*Instructions for the task*:
Copy the entries from the line containing "Point out the bamboo" through the end of the entries, keeping the requests unchanged, and shift every bounding-box coordinate in the answers by -125.

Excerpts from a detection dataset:
┏━━

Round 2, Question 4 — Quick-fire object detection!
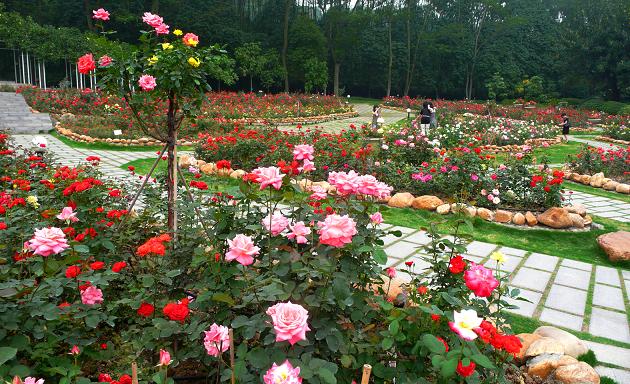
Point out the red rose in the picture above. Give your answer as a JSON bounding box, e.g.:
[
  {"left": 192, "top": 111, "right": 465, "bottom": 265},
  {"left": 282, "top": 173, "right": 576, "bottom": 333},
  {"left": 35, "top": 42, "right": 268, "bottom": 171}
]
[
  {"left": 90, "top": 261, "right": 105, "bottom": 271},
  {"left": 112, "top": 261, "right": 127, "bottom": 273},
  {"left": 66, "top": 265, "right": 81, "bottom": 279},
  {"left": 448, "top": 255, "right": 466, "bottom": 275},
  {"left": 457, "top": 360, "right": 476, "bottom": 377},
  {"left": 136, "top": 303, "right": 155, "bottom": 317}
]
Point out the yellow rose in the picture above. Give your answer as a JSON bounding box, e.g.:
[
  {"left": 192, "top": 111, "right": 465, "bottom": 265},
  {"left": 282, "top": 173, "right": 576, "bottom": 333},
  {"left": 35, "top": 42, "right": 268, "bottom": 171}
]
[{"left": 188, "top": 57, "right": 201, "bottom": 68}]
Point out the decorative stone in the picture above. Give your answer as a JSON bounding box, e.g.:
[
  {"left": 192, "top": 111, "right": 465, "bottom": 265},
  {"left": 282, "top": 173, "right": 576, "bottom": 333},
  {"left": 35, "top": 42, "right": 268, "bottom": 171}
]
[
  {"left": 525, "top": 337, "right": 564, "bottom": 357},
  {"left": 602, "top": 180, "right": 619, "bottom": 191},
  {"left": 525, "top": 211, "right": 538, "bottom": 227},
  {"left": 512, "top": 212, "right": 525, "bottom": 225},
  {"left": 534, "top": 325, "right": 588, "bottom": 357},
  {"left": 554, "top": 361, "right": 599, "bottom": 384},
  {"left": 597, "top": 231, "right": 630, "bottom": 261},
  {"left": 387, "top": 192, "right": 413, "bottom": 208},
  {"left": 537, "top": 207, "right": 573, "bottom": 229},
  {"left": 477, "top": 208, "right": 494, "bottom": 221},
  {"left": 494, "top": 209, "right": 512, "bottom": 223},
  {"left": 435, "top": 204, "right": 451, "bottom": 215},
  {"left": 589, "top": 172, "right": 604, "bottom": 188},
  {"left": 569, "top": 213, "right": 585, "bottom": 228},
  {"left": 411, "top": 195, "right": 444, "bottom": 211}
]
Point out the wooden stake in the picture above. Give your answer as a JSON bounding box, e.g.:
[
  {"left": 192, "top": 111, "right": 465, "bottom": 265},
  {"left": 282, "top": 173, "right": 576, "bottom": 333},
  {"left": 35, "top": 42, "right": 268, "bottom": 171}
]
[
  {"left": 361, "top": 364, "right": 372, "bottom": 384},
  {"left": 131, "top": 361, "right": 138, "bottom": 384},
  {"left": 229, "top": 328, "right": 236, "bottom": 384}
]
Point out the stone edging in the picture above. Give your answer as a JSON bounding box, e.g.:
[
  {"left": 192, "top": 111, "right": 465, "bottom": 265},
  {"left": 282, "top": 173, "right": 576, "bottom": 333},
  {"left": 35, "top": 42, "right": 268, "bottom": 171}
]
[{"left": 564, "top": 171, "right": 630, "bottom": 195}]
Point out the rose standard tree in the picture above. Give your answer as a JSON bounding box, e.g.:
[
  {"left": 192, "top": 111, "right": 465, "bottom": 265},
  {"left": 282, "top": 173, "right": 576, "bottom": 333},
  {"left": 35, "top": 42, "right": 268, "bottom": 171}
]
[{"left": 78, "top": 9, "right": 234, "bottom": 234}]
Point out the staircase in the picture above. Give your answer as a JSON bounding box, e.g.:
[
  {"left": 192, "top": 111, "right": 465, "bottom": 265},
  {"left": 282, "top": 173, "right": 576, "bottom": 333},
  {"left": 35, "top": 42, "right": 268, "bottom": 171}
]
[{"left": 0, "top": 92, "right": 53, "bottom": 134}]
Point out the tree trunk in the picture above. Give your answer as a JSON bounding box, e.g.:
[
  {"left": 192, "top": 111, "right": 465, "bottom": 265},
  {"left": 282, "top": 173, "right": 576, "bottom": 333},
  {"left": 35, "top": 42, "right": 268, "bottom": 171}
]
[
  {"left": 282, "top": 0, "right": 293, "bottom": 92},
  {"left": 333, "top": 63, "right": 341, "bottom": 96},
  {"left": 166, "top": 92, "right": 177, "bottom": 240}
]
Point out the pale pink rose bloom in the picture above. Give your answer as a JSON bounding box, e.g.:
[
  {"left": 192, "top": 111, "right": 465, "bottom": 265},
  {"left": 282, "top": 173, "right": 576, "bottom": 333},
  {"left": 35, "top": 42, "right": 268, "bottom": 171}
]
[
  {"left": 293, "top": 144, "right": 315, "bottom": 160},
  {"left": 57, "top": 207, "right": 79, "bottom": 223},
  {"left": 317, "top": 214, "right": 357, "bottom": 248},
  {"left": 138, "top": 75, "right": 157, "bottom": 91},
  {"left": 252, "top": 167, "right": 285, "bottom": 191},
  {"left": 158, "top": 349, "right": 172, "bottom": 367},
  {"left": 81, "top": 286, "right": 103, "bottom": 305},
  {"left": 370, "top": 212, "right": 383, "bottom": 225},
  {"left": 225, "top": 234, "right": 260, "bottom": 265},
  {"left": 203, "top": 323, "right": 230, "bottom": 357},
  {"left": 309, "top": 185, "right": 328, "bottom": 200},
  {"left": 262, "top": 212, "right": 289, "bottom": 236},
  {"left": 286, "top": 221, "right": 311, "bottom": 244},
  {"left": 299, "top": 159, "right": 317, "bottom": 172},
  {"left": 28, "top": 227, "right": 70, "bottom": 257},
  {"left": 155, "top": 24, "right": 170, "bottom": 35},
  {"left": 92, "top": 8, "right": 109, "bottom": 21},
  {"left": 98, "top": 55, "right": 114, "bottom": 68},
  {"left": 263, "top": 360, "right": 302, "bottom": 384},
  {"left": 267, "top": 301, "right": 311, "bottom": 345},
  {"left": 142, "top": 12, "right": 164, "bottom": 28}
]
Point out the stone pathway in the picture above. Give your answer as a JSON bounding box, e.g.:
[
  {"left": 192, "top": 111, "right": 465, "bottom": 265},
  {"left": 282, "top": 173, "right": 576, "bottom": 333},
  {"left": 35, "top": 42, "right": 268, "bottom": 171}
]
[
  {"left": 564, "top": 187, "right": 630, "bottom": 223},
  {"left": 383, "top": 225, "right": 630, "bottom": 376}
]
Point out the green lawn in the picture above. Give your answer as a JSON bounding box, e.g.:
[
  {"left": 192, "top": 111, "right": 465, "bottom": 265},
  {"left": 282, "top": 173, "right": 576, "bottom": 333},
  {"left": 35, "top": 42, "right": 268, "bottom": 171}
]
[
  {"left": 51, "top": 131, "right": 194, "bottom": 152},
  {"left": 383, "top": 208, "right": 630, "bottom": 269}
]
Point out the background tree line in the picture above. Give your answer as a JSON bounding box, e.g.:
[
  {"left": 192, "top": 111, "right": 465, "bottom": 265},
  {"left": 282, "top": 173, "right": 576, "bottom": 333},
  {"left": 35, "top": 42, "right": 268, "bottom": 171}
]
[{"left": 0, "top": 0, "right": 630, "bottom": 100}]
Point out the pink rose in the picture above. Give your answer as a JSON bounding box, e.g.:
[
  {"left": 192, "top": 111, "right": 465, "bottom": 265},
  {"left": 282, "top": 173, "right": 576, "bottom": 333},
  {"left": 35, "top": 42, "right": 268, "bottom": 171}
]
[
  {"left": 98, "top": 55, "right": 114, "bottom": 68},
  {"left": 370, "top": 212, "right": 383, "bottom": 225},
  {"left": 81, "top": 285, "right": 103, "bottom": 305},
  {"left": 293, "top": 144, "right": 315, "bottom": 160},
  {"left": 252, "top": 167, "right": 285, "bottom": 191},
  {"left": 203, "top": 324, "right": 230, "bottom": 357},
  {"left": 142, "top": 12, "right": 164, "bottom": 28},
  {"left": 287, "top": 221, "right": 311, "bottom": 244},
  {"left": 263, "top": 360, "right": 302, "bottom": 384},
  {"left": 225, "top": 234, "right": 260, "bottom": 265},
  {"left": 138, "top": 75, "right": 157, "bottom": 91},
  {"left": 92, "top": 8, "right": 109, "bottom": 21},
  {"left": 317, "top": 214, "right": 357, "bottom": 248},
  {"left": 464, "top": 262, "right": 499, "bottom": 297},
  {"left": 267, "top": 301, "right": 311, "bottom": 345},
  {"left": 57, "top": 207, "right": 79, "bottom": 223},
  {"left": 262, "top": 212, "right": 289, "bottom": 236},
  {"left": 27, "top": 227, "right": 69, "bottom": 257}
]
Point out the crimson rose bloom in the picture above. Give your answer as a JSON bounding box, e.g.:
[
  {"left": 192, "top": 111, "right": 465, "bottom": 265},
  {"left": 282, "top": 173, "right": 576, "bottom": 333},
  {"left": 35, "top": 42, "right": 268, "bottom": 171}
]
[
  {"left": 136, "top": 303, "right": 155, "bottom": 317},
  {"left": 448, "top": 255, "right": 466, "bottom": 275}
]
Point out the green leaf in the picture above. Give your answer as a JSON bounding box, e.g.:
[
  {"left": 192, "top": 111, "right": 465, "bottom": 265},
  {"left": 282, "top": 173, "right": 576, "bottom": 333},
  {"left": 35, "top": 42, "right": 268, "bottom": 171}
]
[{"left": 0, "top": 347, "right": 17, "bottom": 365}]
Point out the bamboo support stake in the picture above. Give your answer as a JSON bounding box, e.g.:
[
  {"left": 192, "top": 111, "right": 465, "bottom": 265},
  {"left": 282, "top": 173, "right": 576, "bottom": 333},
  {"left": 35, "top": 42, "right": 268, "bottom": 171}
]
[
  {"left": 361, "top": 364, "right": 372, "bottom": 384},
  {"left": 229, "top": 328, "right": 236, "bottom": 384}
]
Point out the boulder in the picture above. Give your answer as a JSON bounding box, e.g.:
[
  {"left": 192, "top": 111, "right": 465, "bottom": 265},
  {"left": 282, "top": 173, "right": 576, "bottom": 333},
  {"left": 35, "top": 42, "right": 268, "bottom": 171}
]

┗━━

*Task result*:
Point out the bamboo support stake in the picture above. Give your answer as a JSON bounding box, e.g.:
[
  {"left": 192, "top": 111, "right": 465, "bottom": 265},
  {"left": 282, "top": 173, "right": 576, "bottom": 333},
  {"left": 35, "top": 42, "right": 268, "bottom": 171}
]
[
  {"left": 236, "top": 239, "right": 247, "bottom": 259},
  {"left": 104, "top": 203, "right": 111, "bottom": 259}
]
Point out the boulder in the picture above. Give your answer as a JSON bounding box, e.g.:
[
  {"left": 192, "top": 111, "right": 465, "bottom": 265},
  {"left": 282, "top": 173, "right": 576, "bottom": 333},
  {"left": 35, "top": 42, "right": 268, "bottom": 171}
]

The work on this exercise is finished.